→ Aim
Copy the lines of the data from the one containing "Outline woman's long" through the end of the data, inclusive, and add 120 to every bounding-box coordinate in the answers.

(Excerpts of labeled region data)
= = = = =

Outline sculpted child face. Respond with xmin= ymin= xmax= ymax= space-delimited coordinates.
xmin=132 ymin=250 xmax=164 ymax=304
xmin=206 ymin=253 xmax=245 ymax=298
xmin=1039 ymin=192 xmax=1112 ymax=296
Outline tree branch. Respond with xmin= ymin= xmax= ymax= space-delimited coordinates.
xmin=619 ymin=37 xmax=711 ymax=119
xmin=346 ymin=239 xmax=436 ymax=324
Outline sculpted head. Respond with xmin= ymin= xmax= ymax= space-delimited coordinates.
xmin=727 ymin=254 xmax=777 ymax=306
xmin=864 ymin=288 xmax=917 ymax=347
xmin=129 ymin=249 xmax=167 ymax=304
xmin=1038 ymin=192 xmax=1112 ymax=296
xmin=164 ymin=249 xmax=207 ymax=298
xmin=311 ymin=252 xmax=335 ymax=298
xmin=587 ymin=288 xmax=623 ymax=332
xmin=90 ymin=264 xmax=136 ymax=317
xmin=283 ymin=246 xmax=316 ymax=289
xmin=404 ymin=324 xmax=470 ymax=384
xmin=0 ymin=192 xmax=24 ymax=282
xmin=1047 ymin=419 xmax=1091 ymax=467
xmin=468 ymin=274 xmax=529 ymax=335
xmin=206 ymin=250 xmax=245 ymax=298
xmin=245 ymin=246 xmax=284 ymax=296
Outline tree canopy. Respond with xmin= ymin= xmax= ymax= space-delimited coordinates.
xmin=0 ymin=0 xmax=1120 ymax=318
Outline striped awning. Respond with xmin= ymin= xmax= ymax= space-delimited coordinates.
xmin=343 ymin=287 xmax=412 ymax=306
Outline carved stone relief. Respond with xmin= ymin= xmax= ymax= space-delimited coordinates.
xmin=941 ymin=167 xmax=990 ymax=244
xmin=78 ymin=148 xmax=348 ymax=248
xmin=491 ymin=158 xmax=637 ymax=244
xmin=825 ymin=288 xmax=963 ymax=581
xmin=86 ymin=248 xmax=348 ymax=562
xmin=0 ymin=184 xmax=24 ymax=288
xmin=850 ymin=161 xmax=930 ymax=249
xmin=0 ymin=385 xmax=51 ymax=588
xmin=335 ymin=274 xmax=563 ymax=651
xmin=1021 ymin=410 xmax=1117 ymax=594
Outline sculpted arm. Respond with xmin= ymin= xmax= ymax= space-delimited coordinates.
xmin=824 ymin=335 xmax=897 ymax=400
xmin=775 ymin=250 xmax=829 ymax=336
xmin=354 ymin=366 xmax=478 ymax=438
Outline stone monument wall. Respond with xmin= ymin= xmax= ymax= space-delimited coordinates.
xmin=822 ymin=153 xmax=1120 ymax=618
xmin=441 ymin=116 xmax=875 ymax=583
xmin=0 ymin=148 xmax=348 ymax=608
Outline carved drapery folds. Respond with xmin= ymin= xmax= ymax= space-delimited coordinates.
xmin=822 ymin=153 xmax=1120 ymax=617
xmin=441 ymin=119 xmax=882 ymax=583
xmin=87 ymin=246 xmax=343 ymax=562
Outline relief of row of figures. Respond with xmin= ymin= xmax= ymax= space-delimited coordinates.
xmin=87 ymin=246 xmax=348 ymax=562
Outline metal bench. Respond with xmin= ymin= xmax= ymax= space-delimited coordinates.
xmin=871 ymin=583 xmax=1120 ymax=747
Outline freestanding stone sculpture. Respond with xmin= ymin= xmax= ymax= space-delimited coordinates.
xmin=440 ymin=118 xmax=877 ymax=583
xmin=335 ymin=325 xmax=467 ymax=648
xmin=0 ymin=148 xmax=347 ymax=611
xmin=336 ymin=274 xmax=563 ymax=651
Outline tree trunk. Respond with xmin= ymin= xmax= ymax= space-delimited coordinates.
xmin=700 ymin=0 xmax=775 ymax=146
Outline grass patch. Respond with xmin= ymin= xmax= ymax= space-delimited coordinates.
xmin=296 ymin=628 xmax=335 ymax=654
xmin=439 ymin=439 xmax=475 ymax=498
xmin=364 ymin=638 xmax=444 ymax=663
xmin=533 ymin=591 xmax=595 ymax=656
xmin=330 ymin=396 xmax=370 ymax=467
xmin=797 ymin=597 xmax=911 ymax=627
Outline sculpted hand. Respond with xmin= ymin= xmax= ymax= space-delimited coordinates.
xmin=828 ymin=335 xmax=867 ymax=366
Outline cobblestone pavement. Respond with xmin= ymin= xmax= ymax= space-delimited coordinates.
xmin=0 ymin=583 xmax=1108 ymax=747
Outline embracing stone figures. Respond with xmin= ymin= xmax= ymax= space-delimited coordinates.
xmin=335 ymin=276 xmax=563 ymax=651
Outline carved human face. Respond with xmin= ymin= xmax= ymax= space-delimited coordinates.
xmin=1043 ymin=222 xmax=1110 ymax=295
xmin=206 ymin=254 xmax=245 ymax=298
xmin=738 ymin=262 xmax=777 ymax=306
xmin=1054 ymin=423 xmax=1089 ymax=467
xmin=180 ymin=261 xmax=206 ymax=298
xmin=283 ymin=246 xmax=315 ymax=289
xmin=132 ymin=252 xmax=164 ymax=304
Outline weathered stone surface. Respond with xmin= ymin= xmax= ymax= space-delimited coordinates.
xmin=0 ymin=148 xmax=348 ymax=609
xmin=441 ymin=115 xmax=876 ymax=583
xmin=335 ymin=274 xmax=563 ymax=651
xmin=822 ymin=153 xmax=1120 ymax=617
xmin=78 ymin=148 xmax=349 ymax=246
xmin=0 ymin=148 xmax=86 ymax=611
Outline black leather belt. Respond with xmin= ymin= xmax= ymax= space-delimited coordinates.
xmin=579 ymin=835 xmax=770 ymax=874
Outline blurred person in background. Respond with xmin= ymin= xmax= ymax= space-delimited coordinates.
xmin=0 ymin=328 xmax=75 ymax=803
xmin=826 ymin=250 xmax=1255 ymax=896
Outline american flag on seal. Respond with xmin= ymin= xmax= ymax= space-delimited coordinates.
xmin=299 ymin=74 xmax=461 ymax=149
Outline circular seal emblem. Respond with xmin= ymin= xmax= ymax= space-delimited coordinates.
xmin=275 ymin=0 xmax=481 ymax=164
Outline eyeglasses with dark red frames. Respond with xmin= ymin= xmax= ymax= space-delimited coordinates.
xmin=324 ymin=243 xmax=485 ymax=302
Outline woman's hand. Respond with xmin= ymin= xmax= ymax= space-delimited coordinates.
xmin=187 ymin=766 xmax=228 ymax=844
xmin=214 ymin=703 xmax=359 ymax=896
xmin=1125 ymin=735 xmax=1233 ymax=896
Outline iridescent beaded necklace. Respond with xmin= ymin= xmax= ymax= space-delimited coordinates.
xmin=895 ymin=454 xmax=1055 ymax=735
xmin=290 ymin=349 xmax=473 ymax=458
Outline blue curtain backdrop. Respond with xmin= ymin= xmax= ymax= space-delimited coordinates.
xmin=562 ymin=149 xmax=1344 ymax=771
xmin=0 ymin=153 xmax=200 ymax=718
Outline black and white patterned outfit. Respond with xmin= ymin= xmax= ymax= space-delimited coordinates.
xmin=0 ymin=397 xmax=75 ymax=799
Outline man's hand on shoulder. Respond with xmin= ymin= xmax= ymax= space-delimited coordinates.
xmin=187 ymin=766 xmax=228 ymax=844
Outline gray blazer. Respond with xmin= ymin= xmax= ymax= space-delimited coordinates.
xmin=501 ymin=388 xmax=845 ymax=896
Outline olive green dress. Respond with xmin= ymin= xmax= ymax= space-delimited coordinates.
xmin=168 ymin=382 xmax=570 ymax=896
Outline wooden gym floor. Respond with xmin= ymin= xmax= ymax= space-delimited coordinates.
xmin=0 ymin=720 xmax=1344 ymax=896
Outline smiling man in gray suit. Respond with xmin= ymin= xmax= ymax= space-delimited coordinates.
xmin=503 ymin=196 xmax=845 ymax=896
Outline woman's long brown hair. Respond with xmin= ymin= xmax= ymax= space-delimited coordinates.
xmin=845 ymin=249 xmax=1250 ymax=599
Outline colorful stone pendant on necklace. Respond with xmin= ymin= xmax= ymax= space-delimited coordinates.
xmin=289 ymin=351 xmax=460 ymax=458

= = = = =

→ Task result
Outline woman's long brown hair. Respond with xmin= ymin= xmax= ymax= space-delimited coordinates.
xmin=965 ymin=369 xmax=1370 ymax=719
Outline colorful stone pendant on necklace. Respond with xmin= ymin= xmax= ymax= space-delimited coordinates.
xmin=409 ymin=471 xmax=580 ymax=578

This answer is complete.